Exercise goal ▸ Copy out word for word everything in the records below from the line containing "Scouting task: drop one point on every instance of the office" down through the line containing "107), (24, 98)]", including both of those lines and nothing else.
::::
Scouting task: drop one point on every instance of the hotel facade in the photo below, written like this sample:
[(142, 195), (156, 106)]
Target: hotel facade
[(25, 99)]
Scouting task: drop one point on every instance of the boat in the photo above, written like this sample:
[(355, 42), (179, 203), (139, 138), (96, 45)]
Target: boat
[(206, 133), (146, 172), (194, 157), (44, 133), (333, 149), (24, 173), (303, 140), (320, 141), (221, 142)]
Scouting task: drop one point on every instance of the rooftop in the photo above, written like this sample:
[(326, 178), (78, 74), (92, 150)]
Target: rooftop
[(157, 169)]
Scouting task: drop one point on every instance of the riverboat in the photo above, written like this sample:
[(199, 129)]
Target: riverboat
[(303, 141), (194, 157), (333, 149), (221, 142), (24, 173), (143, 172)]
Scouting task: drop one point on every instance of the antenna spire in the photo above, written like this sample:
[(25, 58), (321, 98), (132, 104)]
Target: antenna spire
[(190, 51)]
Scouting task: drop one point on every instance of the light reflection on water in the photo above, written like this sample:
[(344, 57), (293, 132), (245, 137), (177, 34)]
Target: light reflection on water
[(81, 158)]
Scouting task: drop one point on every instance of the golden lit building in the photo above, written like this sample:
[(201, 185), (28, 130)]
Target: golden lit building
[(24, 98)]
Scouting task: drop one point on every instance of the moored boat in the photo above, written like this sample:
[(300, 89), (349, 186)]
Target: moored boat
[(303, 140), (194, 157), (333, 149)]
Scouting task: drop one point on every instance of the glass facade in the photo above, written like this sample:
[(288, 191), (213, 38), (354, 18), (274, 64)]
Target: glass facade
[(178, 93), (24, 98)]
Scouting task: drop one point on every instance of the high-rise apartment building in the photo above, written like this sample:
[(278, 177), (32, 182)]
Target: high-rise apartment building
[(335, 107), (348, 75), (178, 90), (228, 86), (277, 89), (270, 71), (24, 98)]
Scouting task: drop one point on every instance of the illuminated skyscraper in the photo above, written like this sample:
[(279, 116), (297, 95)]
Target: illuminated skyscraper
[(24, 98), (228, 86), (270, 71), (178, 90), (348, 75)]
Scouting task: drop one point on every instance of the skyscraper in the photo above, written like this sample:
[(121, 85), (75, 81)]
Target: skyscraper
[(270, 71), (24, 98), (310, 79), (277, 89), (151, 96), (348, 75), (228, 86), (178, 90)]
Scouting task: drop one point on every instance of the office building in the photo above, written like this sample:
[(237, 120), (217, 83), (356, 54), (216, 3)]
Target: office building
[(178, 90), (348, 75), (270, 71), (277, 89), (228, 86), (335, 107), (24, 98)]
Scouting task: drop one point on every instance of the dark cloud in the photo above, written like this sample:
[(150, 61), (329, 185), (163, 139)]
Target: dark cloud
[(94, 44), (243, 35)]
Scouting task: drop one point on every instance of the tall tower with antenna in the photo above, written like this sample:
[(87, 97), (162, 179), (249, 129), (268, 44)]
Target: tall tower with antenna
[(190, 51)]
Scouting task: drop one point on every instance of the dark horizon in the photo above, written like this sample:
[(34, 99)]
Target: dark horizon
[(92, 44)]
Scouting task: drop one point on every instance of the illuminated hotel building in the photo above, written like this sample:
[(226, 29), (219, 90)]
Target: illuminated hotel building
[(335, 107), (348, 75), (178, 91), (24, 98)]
::::
Output of the exercise ▸
Scouting task: drop one point on every instance of the office building in the photo above, written like this sample:
[(237, 120), (217, 83), (356, 54), (216, 3)]
Target: office building
[(178, 90), (348, 75), (270, 71), (277, 89), (228, 86), (335, 107), (24, 98)]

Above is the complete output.